Rewrite the lines from the one containing "Objective — one pin per instance of the gray" through the last line, replacing "one pin" with "one marker" and changing nothing else.

--

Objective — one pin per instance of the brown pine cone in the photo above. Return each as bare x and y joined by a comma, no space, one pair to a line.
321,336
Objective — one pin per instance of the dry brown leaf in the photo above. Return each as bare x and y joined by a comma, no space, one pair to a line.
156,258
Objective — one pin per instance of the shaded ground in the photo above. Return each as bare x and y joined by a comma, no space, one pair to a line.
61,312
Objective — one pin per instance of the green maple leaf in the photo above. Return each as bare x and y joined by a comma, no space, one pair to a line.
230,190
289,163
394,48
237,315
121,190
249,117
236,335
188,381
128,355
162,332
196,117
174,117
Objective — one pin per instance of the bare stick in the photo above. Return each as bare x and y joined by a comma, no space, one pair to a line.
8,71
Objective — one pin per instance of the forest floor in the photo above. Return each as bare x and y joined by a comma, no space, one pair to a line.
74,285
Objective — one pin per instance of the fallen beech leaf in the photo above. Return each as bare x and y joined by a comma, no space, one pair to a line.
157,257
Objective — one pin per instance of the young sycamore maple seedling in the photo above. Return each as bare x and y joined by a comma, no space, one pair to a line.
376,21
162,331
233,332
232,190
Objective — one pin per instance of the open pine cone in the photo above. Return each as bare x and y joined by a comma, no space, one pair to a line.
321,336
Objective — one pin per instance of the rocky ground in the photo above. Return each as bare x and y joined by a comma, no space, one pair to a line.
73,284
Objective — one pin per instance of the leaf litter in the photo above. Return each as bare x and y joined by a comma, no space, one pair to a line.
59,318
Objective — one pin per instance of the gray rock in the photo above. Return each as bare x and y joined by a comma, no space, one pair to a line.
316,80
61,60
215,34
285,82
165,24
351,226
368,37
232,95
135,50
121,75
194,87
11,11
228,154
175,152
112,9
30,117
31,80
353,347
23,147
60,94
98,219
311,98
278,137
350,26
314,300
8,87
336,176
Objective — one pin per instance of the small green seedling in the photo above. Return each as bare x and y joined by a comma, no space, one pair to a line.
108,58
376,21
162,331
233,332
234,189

--

• Correct result
Objective — one marker per instance of the gray rock in the photo above. Return each as bare x and y joined by a comma, no space, one pair to a line.
316,80
61,60
215,34
285,82
165,24
351,226
368,37
232,95
135,50
121,75
194,87
11,11
228,154
175,152
112,9
30,117
31,80
353,347
23,147
60,94
98,219
311,98
278,137
350,26
314,300
8,87
336,176
Objective — one marker per instance of the small green seedling in the photo above. Return each as bare x and y joined by a comma, no space, one pair to a line.
108,58
376,21
162,331
233,332
234,189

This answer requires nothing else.